▶ Exercise
Copy all of the entries below line for line, with no changes.

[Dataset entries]
______________________________

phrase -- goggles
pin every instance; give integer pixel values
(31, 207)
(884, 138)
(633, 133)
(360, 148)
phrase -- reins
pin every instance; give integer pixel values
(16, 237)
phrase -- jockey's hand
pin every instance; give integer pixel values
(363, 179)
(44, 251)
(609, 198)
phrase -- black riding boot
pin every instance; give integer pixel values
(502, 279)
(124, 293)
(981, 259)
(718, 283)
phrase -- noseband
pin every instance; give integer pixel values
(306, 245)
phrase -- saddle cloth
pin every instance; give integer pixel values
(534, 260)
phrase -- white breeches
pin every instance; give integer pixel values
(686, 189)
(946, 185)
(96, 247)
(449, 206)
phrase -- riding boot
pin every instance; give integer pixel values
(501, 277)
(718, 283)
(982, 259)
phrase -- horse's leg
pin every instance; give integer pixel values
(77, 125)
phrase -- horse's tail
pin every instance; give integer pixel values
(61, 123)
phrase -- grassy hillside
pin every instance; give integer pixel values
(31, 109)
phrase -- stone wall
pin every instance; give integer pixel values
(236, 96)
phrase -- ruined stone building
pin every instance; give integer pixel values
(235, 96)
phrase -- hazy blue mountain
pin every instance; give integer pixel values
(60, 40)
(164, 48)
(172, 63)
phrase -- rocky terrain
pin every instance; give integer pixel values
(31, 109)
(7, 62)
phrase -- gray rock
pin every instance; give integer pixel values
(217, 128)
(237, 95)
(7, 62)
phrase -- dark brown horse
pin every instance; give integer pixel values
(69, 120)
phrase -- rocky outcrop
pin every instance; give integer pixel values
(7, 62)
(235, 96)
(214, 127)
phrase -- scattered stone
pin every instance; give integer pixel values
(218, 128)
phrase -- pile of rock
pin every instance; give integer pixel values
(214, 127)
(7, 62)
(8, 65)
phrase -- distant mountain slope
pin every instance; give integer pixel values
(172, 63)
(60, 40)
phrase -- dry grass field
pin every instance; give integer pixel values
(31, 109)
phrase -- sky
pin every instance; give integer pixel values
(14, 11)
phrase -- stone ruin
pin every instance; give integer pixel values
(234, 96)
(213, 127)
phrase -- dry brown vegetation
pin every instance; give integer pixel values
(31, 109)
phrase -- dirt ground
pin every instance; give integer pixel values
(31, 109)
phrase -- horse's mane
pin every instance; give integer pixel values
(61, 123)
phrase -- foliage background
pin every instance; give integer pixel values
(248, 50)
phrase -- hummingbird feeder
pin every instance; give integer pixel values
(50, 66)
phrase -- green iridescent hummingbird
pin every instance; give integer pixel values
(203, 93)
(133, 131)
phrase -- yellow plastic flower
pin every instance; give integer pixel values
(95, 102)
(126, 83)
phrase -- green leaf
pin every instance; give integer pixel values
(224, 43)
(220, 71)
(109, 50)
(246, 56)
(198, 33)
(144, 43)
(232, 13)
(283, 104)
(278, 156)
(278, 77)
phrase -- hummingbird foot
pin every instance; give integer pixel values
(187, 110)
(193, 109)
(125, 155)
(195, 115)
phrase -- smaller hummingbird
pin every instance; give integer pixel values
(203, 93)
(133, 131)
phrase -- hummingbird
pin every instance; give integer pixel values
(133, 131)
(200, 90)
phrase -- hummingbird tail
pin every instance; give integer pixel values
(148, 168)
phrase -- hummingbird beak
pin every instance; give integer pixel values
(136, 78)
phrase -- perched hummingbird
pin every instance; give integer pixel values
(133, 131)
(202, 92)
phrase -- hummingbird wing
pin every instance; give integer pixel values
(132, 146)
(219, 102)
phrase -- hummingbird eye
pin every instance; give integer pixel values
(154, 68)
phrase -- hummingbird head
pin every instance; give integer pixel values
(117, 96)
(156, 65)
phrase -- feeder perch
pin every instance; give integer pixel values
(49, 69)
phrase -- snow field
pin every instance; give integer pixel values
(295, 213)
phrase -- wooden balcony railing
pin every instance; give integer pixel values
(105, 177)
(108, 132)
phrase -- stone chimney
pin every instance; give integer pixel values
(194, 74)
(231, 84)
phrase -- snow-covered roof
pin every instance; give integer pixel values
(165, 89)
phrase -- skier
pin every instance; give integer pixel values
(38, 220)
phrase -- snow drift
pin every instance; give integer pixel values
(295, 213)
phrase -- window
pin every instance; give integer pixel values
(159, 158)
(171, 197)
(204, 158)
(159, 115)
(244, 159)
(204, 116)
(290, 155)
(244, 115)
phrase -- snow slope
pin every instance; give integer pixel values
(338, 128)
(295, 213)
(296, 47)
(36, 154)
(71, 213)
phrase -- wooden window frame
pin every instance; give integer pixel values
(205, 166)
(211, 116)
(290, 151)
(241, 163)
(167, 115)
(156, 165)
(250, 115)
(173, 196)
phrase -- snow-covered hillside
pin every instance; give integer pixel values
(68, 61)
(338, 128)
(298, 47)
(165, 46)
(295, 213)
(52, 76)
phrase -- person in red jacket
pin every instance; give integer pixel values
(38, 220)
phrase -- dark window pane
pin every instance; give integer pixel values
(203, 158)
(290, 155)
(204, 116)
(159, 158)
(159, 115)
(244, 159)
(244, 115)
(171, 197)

______________________________

▶ Right answer
phrase -- goggles
pin every instance; give integer pixel values
(31, 207)
(884, 138)
(633, 133)
(360, 148)
phrase -- reins
pin every instance; give integer pixel values
(16, 237)
phrase -- jockey's hand
pin every instance; give integer pixel values
(363, 179)
(44, 251)
(609, 198)
phrase -- black riding boot
pin every instance; give integer pixel values
(502, 279)
(124, 293)
(981, 259)
(718, 283)
phrase -- noseband
pin every instance; give integer pixel values
(306, 245)
phrase -- saddle cloth
pin every instance; give integer pixel values
(534, 260)
phrase -- white breeches
pin every instance; give integer pixel values
(686, 189)
(946, 185)
(96, 247)
(449, 206)
phrase -- riding boot
pin every instance; give integer pixel values
(501, 277)
(718, 283)
(982, 259)
phrase -- horse's leg
pin every instance; give integer pixel values
(77, 125)
phrase -- horse's tail
pin every instance; give integer pixel values
(61, 123)
phrase -- grassy hillside
pin every instance; give integer pixel values
(31, 109)
phrase -- stone wall
pin every instance; give integer pixel values
(236, 96)
phrase -- ruined stone building
pin every instance; give integer pixel values
(235, 96)
phrase -- hazy blue mountain
pin every instance; give integer pixel values
(60, 40)
(164, 48)
(172, 63)
phrase -- rocky terrain
pin every instance; give integer pixel values
(31, 109)
(7, 62)
phrase -- gray rock
pin every instance; give integer pixel values
(217, 128)
(237, 95)
(7, 62)
phrase -- dark brown horse
pin every instance; give integer pixel values
(69, 120)
phrase -- rocky outcrop
pin every instance; give integer pixel values
(7, 62)
(235, 96)
(214, 127)
phrase -- scattered stone
pin every instance; give integer pixel values
(218, 128)
phrase -- pile of rock
pin every instance; give integer pixel values
(214, 127)
(7, 62)
(8, 65)
phrase -- distant mountain slope
pin every instance; give integer pixel values
(172, 63)
(60, 40)
phrase -- dry grass field
pin every instance; give integer pixel values
(31, 109)
phrase -- sky
pin every instance; give integer pixel values
(14, 11)
phrase -- stone ruin
pin every instance; give integer pixel values
(234, 96)
(213, 127)
phrase -- dry brown vegetation
pin every instance; give integer pixel values
(31, 109)
phrase -- dirt ground
pin every instance; give integer pixel values
(31, 109)
phrase -- horse's mane
pin every instance; give integer pixel values
(61, 123)
phrase -- foliage background
pin every instance; give integer pixel values
(248, 50)
phrase -- hummingbird feeder
pin every instance; give integer pixel values
(50, 66)
phrase -- green iridescent hummingbird
pin every instance; give integer pixel values
(203, 93)
(133, 131)
phrase -- yellow plastic flower
pin every instance; give integer pixel values
(95, 102)
(126, 83)
phrase -- green leaf
pin every instance; give integer pixel values
(224, 43)
(220, 71)
(109, 50)
(246, 56)
(198, 33)
(144, 43)
(232, 13)
(283, 104)
(278, 156)
(278, 77)
phrase -- hummingbird foot
pin every instance; give integer pixel values
(187, 110)
(193, 109)
(125, 155)
(195, 115)
phrase -- smaller hummingbird
pin every instance; give integer pixel values
(203, 93)
(133, 131)
phrase -- hummingbird
pin every instance; give integer pixel values
(133, 131)
(200, 90)
phrase -- hummingbird tail
pin every instance; give integer pixel values
(148, 168)
phrase -- hummingbird beak
pin every instance; give integer pixel values
(136, 78)
phrase -- perched hummingbird
pin every instance; give integer pixel values
(133, 131)
(202, 92)
phrase -- hummingbird wing
pin every instance; give integer pixel values
(132, 146)
(219, 102)
phrase -- hummingbird eye
pin every instance; give integer pixel values
(154, 68)
phrase -- hummingbird head
pin every instance; give integer pixel values
(117, 96)
(156, 65)
phrase -- feeder perch
pin every instance; give integer pixel values
(49, 69)
phrase -- snow field
pin every instance; give integer pixel values
(295, 213)
phrase -- wooden balcony railing
pin every instance; give integer pixel values
(105, 177)
(108, 132)
phrase -- stone chimney
pin every instance; give integer pixel values
(194, 74)
(231, 84)
phrase -- snow-covered roof
pin every instance; give integer pixel values
(165, 89)
phrase -- skier
pin every instance; give integer pixel values
(38, 220)
phrase -- snow drift
pin every instance; give integer pixel values
(295, 213)
phrase -- window
pin every instance; give integer pixel values
(159, 158)
(171, 197)
(204, 158)
(159, 115)
(244, 159)
(204, 116)
(290, 155)
(244, 115)
phrase -- snow slope
pin every instance; give integer pixel values
(338, 128)
(295, 213)
(296, 47)
(36, 154)
(71, 213)
phrase -- wooden window frame
pin every instance; give integer pixel values
(205, 166)
(211, 116)
(290, 151)
(241, 163)
(167, 115)
(156, 165)
(250, 115)
(173, 196)
phrase -- snow-covered hillside
pin every instance; give integer pixel values
(68, 61)
(338, 128)
(298, 47)
(165, 46)
(295, 213)
(52, 76)
phrase -- person in red jacket
pin every instance; give integer pixel values
(38, 220)
phrase -- dark window pane
pin every instance; give integer pixel values
(203, 158)
(290, 155)
(204, 116)
(159, 158)
(159, 115)
(244, 159)
(244, 115)
(171, 197)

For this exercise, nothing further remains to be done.